Work to be completed
In the listing below, reproduce verbatim the part that opens with the line containing "Target: thick branch" and runs through the end of the listing, including both ends.

(Extracted records)
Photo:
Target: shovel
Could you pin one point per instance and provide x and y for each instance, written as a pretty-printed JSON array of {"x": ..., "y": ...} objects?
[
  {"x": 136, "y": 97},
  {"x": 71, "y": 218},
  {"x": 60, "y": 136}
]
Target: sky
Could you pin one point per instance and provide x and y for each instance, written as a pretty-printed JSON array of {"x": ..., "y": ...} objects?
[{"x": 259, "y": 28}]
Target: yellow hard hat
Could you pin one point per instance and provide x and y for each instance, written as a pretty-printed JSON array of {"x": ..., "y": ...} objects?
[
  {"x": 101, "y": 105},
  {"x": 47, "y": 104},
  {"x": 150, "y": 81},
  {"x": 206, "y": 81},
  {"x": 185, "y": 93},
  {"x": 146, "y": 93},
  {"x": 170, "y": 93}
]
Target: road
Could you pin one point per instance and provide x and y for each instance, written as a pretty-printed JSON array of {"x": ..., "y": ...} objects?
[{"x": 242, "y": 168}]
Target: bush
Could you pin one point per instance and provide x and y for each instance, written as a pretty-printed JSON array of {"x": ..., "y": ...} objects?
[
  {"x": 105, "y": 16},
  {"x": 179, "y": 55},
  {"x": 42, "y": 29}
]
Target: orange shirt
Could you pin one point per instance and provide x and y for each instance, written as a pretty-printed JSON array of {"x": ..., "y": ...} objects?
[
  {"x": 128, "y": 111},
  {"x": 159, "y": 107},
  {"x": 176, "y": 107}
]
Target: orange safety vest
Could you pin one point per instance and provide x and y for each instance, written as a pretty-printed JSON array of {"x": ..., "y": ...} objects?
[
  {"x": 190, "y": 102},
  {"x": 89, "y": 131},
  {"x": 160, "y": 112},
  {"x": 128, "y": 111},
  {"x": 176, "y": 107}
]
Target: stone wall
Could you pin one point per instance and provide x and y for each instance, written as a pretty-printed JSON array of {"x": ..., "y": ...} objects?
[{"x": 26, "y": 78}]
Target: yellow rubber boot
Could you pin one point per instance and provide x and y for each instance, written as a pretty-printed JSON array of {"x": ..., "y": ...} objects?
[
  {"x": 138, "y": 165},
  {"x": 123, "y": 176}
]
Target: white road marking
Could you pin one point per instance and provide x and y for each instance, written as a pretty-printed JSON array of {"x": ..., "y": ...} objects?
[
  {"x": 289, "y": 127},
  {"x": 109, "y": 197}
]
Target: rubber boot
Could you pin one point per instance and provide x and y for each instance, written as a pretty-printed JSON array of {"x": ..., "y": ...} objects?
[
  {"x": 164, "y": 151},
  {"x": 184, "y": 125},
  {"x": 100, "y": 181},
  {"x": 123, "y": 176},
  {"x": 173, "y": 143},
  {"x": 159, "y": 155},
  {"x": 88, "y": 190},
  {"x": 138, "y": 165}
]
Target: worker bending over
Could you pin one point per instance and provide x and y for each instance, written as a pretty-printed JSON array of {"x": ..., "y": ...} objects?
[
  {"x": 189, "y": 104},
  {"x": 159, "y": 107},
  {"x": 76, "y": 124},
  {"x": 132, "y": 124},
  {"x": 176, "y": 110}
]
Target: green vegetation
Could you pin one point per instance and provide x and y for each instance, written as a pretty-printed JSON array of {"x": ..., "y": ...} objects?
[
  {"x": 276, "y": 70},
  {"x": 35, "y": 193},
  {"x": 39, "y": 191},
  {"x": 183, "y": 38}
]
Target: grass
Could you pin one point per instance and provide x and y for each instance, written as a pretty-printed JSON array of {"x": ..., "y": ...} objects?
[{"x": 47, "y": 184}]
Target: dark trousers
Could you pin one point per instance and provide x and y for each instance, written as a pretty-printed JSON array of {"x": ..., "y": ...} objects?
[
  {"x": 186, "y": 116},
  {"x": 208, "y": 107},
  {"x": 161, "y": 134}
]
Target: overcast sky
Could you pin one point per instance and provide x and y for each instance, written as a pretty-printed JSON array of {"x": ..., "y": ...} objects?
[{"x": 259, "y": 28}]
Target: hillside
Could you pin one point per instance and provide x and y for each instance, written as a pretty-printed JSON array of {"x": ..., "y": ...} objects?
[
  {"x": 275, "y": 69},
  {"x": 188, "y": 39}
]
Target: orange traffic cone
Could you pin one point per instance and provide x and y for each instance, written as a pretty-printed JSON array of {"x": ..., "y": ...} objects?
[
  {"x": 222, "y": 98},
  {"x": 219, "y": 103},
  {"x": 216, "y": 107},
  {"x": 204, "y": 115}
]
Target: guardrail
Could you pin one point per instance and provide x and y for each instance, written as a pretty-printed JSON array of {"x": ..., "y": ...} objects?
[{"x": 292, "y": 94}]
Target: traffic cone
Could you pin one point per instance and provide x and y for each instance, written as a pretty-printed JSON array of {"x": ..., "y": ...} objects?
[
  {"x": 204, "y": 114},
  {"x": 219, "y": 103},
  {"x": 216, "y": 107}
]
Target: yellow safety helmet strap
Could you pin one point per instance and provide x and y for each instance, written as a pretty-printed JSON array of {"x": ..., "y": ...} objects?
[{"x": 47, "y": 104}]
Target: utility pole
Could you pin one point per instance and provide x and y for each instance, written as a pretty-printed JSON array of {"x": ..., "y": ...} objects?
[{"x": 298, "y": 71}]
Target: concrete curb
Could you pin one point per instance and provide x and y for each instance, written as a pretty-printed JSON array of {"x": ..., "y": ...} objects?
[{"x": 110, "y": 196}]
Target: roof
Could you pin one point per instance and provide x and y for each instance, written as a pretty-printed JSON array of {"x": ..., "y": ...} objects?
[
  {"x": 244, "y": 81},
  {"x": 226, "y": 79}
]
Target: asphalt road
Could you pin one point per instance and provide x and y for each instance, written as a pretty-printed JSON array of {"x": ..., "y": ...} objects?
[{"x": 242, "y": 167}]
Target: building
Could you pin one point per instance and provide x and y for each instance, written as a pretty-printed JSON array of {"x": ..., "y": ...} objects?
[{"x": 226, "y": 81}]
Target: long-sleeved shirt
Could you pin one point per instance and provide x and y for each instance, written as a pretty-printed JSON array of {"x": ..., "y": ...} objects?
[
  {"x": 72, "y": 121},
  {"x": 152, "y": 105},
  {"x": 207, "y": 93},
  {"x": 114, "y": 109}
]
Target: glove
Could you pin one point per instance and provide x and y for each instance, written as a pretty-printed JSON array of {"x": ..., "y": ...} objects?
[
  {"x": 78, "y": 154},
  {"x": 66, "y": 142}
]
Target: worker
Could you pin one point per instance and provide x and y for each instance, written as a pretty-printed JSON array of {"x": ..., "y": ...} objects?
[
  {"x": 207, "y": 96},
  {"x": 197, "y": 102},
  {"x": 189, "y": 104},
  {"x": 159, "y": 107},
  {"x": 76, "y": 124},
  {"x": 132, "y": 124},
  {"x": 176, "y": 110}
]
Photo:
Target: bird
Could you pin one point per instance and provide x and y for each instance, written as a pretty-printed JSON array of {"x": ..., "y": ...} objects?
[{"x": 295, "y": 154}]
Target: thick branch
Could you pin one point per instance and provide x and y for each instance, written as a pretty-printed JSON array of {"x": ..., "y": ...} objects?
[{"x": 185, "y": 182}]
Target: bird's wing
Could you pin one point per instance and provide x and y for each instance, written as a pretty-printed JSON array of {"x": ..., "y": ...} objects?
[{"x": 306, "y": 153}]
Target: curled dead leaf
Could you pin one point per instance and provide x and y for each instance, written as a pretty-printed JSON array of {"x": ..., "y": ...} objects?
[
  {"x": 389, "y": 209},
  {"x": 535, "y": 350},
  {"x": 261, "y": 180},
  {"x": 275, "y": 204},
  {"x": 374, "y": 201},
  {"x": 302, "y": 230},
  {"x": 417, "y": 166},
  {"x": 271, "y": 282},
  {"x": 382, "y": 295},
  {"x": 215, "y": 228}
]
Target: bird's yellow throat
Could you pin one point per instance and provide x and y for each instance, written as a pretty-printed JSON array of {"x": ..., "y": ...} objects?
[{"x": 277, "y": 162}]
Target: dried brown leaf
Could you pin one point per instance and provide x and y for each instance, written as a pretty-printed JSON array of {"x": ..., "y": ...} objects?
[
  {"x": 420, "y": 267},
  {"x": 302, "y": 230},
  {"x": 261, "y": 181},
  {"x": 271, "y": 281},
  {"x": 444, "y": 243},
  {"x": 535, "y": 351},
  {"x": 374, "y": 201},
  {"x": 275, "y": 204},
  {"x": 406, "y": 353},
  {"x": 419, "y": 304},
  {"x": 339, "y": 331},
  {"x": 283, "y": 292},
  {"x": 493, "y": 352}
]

Response to the exercise
Target: thick branch
Could you pin one point per instance and provide x and y for each instance, written as a pretty-printed JSON array of {"x": ..., "y": ...} objects?
[{"x": 185, "y": 182}]
Target: bird's wing
Could you pin one point per instance and provide x and y for each instance, written as a pretty-printed JSON array of {"x": ..., "y": ...} objects?
[{"x": 306, "y": 153}]
Target: curled dead leaf
Could you pin one point per instance and provide x and y for each instance, written as a pretty-printed JSON array of {"x": ..., "y": ...} objects?
[
  {"x": 389, "y": 209},
  {"x": 535, "y": 350},
  {"x": 261, "y": 180},
  {"x": 275, "y": 204},
  {"x": 374, "y": 201},
  {"x": 302, "y": 230},
  {"x": 417, "y": 166},
  {"x": 271, "y": 282},
  {"x": 382, "y": 295},
  {"x": 215, "y": 228}
]
Target: bird's yellow throat
Could you pin one point per instance and provide x and y for each instance, written as a pretty-printed JSON array of {"x": ..., "y": ...} objects?
[{"x": 277, "y": 162}]
Target: dried brown leaf
Could you pin one point per instance and provide x and y for each instance, written as a pretty-printed JSON array of {"x": ..., "y": ...} objects?
[
  {"x": 420, "y": 267},
  {"x": 302, "y": 230},
  {"x": 261, "y": 181},
  {"x": 271, "y": 281},
  {"x": 444, "y": 243},
  {"x": 535, "y": 351},
  {"x": 374, "y": 201},
  {"x": 275, "y": 204},
  {"x": 406, "y": 353},
  {"x": 419, "y": 304},
  {"x": 339, "y": 331},
  {"x": 283, "y": 292},
  {"x": 493, "y": 352}
]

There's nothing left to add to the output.